[FRAGMENTO ORIGINAL]:

::::::

Son las 12 de la mañana, hace un sol de justicia y un calor un tanto sofocante mitigado tan solo por una placentera brisa marina que es la que me ayuda a tenerme aún en pie. Y, es que llevo 5 horas de avión, 7 horas nocturnas y a la intemperie en el aeropuerto de Faleolo, 45 minutos de ferry y otras dos largas horas en un autobús local que me ha llevado por casi toda la isla. Habiendo dormido además escasas dos horas en día y medio se me ha antojado un tanto difícil ubicarme en el paraíso así como dejarme llevar por el “Fa’ a Samoa”- ese modo isleño de hacer las cosas- que tanto caracteriza a la cultura samoana.
No sé ni cómo tengo fuerzas para caminar. Pero, la poca energía que me queda consigue llevarme a mi alojamiento playero donde me encuentro ahora ante un paisaje de postal isleña con una playa de ensueño en algún lugar del pacifico donde no se ve un alma. Señores, ¡ahora sí estoy en el paraíso!

::::::

[CONTENIDO DEL LISTADO]:
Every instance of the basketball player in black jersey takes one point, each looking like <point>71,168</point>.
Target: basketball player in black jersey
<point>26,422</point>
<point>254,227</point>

::::::

[TAREA ASIGNADA]: ¿Puedes editar el relato y reescribir la parte que se abre con las palabras que contienen "No sé ni cómo" y se cierra con "en el paraíso!", cambiando "alojamiento playero" por "hotel de playa"?

[RESULTADO DEL EJERCICIO]:
No sé ni cómo tengo fuerzas para caminar. Pero, la poca energía que me queda consigue llevarme a mi hotel de playa donde me encuentro ahora ante un paisaje de postal isleña con una playa de ensueño en algún lugar del pacifico donde no se ve un alma. Señores, ¡ahora sí estoy en el paraíso!